Format the rows from the line containing "Objective — one point per instance of the blurred" through the line containing "(1065, 233)" as a numbered list, omitting any blank lines.

## RECORDS PROVIDED
-=-=-

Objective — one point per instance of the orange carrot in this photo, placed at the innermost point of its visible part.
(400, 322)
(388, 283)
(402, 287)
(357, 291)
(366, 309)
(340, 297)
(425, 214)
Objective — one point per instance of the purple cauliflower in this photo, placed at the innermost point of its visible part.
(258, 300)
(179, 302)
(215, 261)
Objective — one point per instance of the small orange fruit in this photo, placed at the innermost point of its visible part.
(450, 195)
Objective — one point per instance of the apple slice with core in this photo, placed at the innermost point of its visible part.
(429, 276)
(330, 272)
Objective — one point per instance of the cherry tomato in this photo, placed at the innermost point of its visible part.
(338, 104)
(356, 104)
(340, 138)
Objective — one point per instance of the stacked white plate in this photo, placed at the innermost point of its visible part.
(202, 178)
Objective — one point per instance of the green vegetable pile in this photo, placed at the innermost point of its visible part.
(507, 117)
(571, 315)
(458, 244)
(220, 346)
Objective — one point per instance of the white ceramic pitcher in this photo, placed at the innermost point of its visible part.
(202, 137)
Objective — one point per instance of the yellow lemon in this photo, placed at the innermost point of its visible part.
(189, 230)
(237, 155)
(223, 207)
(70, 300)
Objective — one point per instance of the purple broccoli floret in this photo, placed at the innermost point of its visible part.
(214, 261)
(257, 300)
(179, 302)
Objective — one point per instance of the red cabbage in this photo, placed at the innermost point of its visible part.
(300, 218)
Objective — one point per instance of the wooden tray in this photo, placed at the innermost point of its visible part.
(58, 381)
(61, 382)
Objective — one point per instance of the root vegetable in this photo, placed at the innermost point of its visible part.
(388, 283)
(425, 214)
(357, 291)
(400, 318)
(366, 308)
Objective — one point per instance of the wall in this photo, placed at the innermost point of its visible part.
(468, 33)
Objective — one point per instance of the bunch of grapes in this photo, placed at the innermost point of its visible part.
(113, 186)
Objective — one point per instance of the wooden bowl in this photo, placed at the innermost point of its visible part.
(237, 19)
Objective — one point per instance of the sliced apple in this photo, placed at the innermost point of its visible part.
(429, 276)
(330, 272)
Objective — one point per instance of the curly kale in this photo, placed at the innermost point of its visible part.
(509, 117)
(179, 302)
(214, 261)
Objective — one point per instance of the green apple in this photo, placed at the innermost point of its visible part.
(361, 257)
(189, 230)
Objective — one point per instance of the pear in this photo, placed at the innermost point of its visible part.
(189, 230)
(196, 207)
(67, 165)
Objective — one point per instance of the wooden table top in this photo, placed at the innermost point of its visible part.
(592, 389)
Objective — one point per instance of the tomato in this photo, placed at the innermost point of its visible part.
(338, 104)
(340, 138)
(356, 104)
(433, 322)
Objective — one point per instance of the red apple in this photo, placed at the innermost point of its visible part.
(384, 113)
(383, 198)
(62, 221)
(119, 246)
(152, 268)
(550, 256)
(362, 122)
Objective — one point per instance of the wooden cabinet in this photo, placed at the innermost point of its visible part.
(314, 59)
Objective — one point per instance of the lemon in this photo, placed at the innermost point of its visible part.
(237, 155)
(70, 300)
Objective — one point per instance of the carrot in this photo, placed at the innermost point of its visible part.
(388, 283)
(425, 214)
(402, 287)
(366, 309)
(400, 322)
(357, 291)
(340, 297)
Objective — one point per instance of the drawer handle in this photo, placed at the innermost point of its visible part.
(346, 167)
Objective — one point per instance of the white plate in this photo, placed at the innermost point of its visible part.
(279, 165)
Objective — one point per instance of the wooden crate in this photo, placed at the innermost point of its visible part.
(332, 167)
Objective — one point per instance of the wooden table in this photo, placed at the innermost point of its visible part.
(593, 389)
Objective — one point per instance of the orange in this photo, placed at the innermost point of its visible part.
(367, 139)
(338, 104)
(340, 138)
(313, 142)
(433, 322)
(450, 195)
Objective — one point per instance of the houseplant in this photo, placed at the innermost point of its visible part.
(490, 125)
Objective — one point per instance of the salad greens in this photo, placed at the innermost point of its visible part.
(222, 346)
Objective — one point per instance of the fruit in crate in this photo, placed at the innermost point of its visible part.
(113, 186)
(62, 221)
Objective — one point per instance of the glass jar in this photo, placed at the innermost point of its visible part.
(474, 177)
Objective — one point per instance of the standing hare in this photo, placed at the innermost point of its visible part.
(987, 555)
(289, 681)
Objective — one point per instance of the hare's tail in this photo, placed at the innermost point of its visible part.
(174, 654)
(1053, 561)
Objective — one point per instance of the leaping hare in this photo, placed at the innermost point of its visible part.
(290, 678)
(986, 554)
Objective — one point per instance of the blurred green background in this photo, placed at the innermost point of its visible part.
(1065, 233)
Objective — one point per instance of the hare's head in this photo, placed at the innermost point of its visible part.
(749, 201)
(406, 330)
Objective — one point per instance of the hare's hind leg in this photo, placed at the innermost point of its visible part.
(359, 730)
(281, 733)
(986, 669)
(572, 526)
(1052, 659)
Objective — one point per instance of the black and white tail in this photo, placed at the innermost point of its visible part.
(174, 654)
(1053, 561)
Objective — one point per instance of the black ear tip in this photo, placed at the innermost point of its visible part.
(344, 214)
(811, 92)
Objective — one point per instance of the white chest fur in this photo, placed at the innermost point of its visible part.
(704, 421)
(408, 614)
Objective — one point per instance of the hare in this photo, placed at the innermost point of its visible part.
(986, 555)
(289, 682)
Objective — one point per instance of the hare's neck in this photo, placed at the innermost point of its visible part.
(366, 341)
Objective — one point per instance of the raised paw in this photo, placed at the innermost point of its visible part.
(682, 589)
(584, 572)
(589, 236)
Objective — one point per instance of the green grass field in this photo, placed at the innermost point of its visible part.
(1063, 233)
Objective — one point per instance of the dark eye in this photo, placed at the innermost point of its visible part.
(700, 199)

-=-=-

## EXPECTED ANSWER
1. Objective — one point per instance of the blurred green background in this photo, placed at the innermost point of its visible part.
2. (1065, 233)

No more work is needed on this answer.